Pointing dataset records
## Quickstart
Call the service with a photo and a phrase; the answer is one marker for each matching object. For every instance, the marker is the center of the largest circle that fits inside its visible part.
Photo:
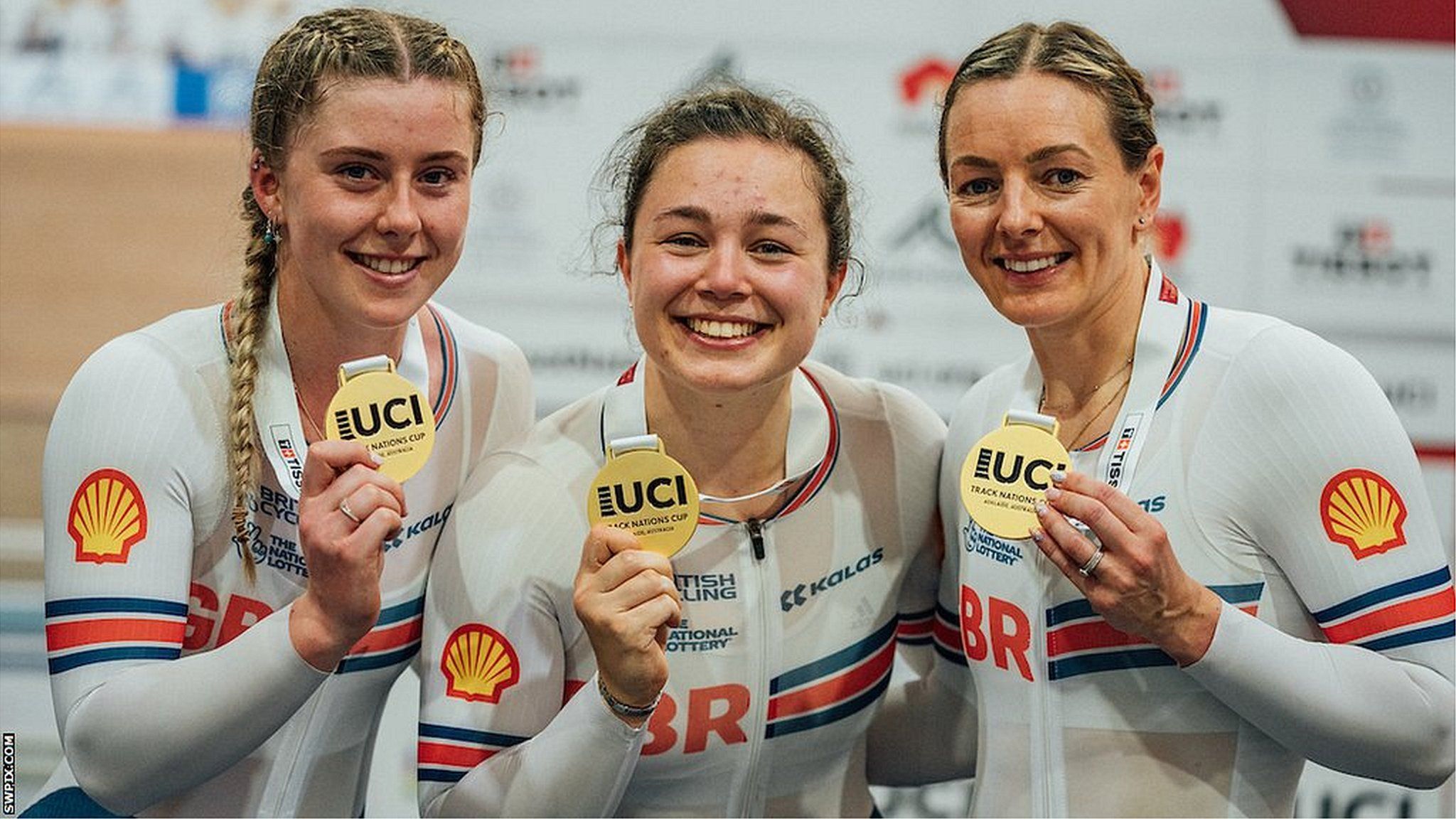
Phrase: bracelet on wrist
(625, 710)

**TASK OBJECTIVE:** Quote the records above word for word, but leave the pictures out of your answer.

**EXERCISE ANSWER:**
## Quickstart
Call the service with a photo and a phrase; the answer is one marker for each matching object. For every instance, the marker is the center of the largest circle that fits inside its visible part.
Photo:
Phrase: bracelet on wrist
(625, 710)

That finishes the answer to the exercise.